Copy the following data line for line, without altering anything.
*** RECORDS SHOWN
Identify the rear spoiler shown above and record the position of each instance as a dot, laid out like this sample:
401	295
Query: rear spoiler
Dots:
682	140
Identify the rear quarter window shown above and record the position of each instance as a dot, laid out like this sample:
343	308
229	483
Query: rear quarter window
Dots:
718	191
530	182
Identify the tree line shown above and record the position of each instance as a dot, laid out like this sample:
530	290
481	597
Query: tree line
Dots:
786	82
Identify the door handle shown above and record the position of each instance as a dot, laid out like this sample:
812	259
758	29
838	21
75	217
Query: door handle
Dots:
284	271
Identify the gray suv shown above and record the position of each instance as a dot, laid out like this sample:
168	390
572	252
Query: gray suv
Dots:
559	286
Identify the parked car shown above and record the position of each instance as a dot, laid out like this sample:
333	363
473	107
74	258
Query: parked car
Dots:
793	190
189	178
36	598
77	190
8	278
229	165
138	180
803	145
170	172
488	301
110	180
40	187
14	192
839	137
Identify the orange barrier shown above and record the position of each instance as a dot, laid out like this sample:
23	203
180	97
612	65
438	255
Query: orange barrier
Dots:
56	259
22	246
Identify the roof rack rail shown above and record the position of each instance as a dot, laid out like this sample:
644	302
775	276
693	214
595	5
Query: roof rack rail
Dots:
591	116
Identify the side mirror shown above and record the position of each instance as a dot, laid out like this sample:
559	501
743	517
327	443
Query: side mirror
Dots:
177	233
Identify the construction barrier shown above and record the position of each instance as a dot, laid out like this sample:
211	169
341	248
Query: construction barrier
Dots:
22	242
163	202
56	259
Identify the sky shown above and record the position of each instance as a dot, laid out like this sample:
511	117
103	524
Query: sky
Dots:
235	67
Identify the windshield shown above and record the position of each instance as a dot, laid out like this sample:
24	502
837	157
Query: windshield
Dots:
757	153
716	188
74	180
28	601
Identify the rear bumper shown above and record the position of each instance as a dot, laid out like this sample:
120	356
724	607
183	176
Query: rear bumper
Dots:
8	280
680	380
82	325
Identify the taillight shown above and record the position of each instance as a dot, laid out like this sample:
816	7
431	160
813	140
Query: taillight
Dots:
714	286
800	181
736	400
******
■ RESPONSE TO THE EXERCISE
Identify the rear spoiler shown above and record the position of each instance as a dot, laid out like this sample:
401	295
Query: rear spoiler
Dots:
682	140
Identify the rear quarter window shown above and record the position of each instance as a dot, laid out like this sample:
343	308
229	483
Query: rear quarter window
Dots:
718	191
530	182
Identify the tree line shown above and record the position of each instance as a dot, laid out like this sample:
530	290
481	597
Query: tree line
Dots:
786	82
Identify the door handle shown above and record the position of each instance as a dot, laid out like this sample:
812	259
758	29
838	21
75	217
Query: door handle
Dots:
284	271
Identify the gray suv shown above and record the position of each instance as a dot, laid out like this sample:
168	390
572	252
Query: gray suv
Dots:
559	286
Identify the parked car shown above and record the position of each instance as a dot, laid out like this sample:
333	363
473	107
74	258
Query: parked car
Dots:
793	190
189	178
36	598
77	190
8	278
229	165
138	180
803	145
170	172
488	301
110	180
40	187
14	192
839	137
Identify the orange barrier shown above and record the position of each instance as a dot, laid out like this sample:
23	203
180	97
612	65
438	255
Query: orange barrier
Dots:
56	259
22	246
Identify the roof rack rail shown above and record the position of each instance as a dot, laid out like this sample:
644	302
775	276
693	214
595	5
Query: roof rack rail
Dots:
591	116
Identify the side mirror shown above and record the position of each instance as a dot, laid out like this sample:
559	501
743	517
327	443
Query: side mirror
Dots:
177	233
Identify the construction barrier shown above and record the position of each instance as a dot, laid out like this sample:
211	169
341	248
Query: construction barrier
Dots:
22	242
163	202
56	259
Identify the sky shown above and record the position of each instance as a dot, laid out like this sample:
511	117
103	524
Query: sky
Dots:
235	67
Identify the windshield shown above and record the position of each instance as a dot, laid out like this sample:
24	502
837	157
Query: windshield
Dots:
757	153
716	188
74	180
28	601
Identify the rear bumper shown above and record the position of each instance as a dot, laid out like this sample:
120	356
724	607
183	176
Query: rear bumper
Dots:
8	280
680	380
82	325
Identify the taillight shown above and record the position of each instance as a dot, laid out like this sample:
816	7
431	160
813	140
Query: taillight
Dots:
714	286
800	181
736	400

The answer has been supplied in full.